# PROBLEM DETAILS:
Make an exact copy of the records, omitting all images.

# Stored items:
------------------------------------------------------------------------

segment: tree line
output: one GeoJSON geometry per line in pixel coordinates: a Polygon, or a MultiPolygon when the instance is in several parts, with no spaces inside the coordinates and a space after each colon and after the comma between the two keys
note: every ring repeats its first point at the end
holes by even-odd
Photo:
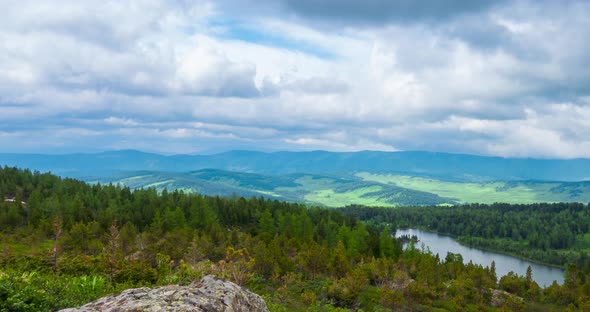
{"type": "Polygon", "coordinates": [[[565,267],[584,266],[590,250],[590,208],[582,203],[469,204],[383,209],[350,206],[346,215],[394,228],[417,227],[470,246],[565,267]]]}

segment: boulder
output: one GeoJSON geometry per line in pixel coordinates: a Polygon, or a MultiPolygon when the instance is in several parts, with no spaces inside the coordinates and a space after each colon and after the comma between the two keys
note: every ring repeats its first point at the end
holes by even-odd
{"type": "Polygon", "coordinates": [[[268,311],[262,298],[234,283],[207,275],[189,286],[127,289],[62,312],[268,311]]]}
{"type": "Polygon", "coordinates": [[[490,302],[490,305],[494,308],[502,307],[507,302],[524,303],[524,299],[516,295],[513,295],[509,292],[491,288],[490,291],[492,292],[492,300],[490,302]]]}

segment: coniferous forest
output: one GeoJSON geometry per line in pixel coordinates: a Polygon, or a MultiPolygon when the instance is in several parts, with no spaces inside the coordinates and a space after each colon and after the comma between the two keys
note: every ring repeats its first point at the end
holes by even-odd
{"type": "Polygon", "coordinates": [[[457,236],[480,231],[472,244],[511,237],[531,250],[567,250],[576,244],[571,235],[587,233],[588,209],[564,207],[349,207],[347,216],[264,198],[130,190],[4,167],[0,311],[74,307],[210,273],[261,294],[271,311],[588,310],[590,267],[580,258],[555,260],[567,262],[565,282],[543,289],[530,276],[496,276],[493,266],[464,264],[459,255],[402,250],[392,238],[395,227],[415,225],[457,236]],[[483,220],[489,228],[479,227],[483,220]]]}
{"type": "Polygon", "coordinates": [[[415,227],[457,237],[464,245],[565,267],[590,258],[590,207],[581,203],[470,204],[341,210],[373,224],[415,227]]]}

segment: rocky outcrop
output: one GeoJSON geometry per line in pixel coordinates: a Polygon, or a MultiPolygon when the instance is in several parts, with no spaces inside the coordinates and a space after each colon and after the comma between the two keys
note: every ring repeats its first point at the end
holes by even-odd
{"type": "Polygon", "coordinates": [[[139,312],[139,311],[268,311],[262,298],[234,283],[207,275],[190,286],[134,288],[110,295],[80,308],[62,312],[139,312]]]}
{"type": "Polygon", "coordinates": [[[490,302],[490,305],[494,308],[499,308],[501,306],[504,306],[504,305],[506,305],[507,302],[513,302],[513,303],[523,303],[524,302],[524,299],[522,299],[521,297],[518,297],[516,295],[513,295],[513,294],[503,291],[503,290],[490,288],[490,291],[492,293],[492,300],[490,302]]]}

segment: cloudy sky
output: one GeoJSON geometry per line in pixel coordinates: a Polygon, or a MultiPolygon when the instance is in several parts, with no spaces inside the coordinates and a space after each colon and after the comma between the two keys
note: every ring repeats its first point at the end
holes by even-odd
{"type": "Polygon", "coordinates": [[[0,152],[590,157],[589,1],[0,1],[0,152]]]}

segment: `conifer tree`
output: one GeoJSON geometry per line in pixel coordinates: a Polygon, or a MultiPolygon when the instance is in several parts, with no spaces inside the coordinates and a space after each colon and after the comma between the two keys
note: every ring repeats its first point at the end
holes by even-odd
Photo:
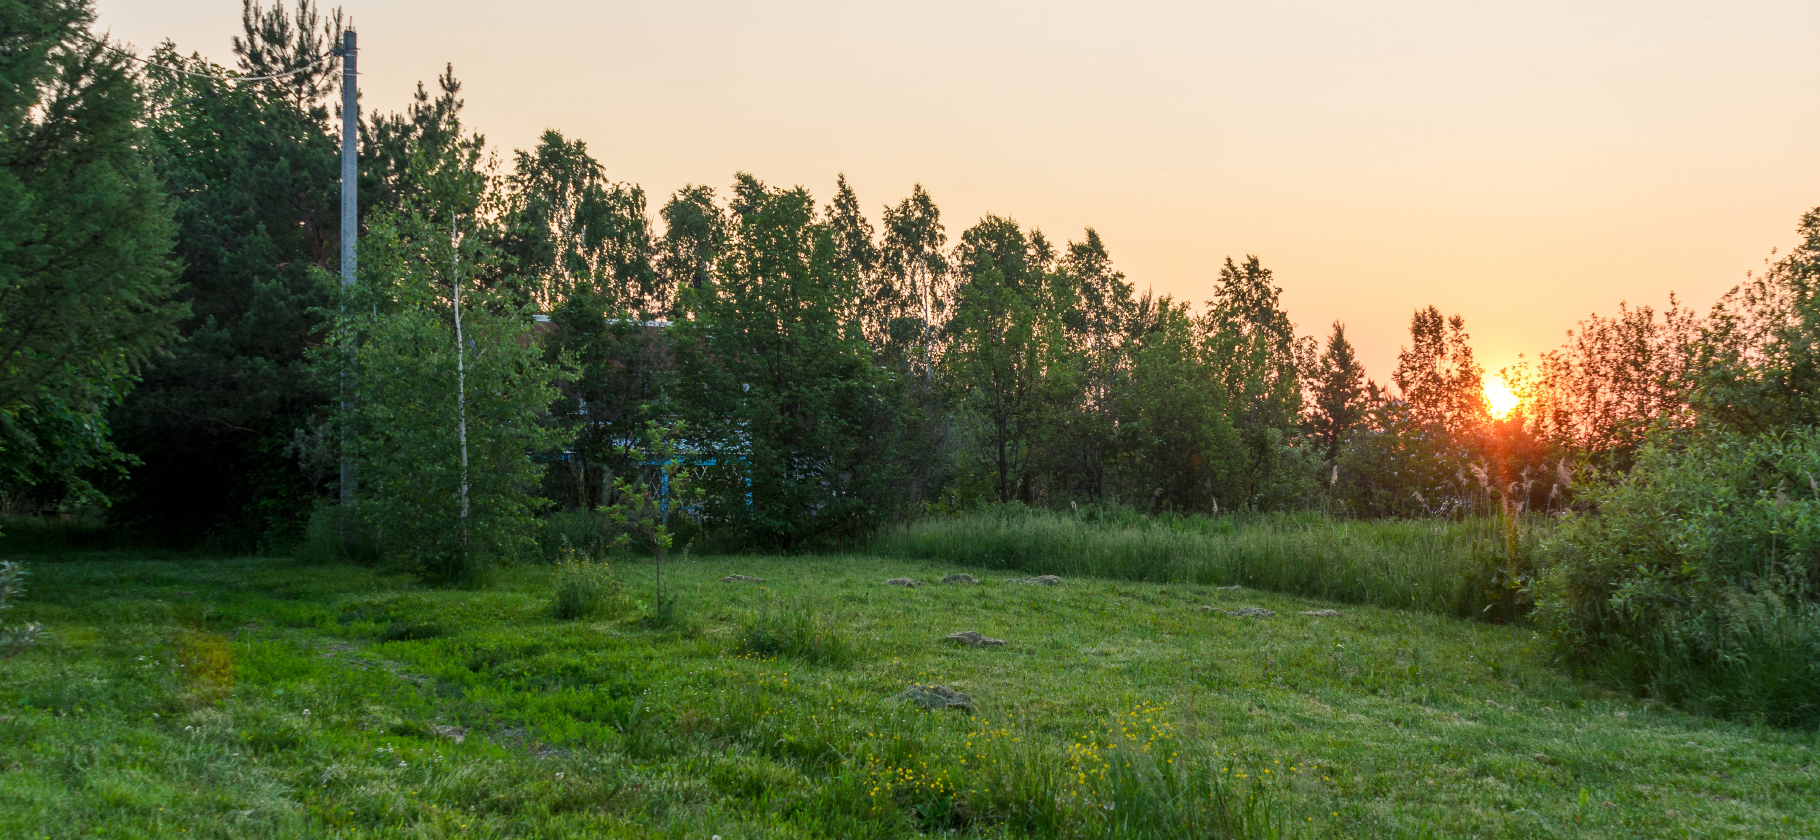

------------------------------------------------------------------------

# WRITTEN REPLY:
segment: tree line
output: one GeoJSON geometry per line in pixel coordinates: a Polygon, or a MultiPolygon when the instance is in several parts, with no spaces inside the coordinates and a space after each colon and after the comma between the two keys
note: every ring repeats its first point at the end
holes by even-odd
Photo:
{"type": "Polygon", "coordinates": [[[565,267],[584,266],[590,250],[590,208],[582,203],[469,204],[383,209],[350,206],[346,215],[394,228],[417,227],[470,246],[565,267]]]}

segment: boulder
output: one GeoJSON geometry per line in pixel coordinates: a Polygon, or a MultiPolygon when the instance is in several parts, with no spaces inside the coordinates and a space after each colon and after the comma between the two keys
note: every ring repeats its first point at the end
holes by even-odd
{"type": "Polygon", "coordinates": [[[268,311],[262,298],[234,283],[207,275],[189,286],[127,289],[62,312],[268,311]]]}
{"type": "Polygon", "coordinates": [[[490,302],[490,305],[494,308],[502,307],[507,302],[524,303],[524,299],[516,295],[513,295],[509,292],[491,288],[490,291],[492,292],[492,300],[490,302]]]}

segment: coniferous forest
output: one GeoJSON geometry per line in pixel coordinates: a Polygon, or a MultiPolygon when the instance is in several parts, with no spaces inside the coordinates and a space after each colon and after the comma between the two keys
note: every ring repeats its first point at the end
holes by even-odd
{"type": "Polygon", "coordinates": [[[457,236],[480,231],[472,244],[511,237],[531,250],[567,250],[576,244],[571,235],[587,233],[588,209],[564,207],[349,207],[347,216],[264,198],[130,190],[4,167],[0,311],[74,307],[210,273],[261,294],[271,311],[588,310],[590,267],[580,258],[555,260],[567,262],[565,282],[543,289],[530,276],[496,276],[493,266],[464,264],[459,255],[402,250],[392,238],[395,227],[415,225],[457,236]],[[483,220],[489,228],[479,227],[483,220]]]}
{"type": "Polygon", "coordinates": [[[415,227],[457,237],[464,245],[565,267],[590,258],[590,207],[581,203],[470,204],[341,210],[373,224],[415,227]]]}

segment: rocky outcrop
output: one GeoJSON geometry per line in pixel coordinates: a Polygon, or a MultiPolygon when the instance is in several parts, with no spaces inside the coordinates and a space after each colon and after the comma between the two keys
note: every ring repeats its first point at the end
holes by even-odd
{"type": "Polygon", "coordinates": [[[139,312],[139,311],[268,311],[262,298],[234,283],[207,275],[190,286],[134,288],[110,295],[80,308],[62,312],[139,312]]]}
{"type": "Polygon", "coordinates": [[[490,302],[490,305],[494,308],[499,308],[501,306],[504,306],[504,305],[506,305],[507,302],[513,302],[513,303],[523,303],[524,302],[524,299],[522,299],[521,297],[518,297],[516,295],[513,295],[513,294],[503,291],[503,290],[490,288],[490,291],[492,293],[492,300],[490,302]]]}

segment: cloudy sky
output: one GeoJSON geometry per line in pixel coordinates: a Polygon, or a MultiPolygon when the instance is in several parts, with no spaces inside the coordinates and a space after each colon and after the comma between the two keys
note: every ring repeats its first point at the end
holes by even-odd
{"type": "Polygon", "coordinates": [[[0,152],[590,157],[589,1],[0,1],[0,152]]]}

segment: `conifer tree`
output: one GeoJSON geometry per line in pixel coordinates: a Polygon, or a MultiPolygon when the instance is in several parts, with no spaces inside the coordinates and a space after each colon and after the comma between the two keys
note: every ring repeats its first point at the end
holes by even-odd
Photo:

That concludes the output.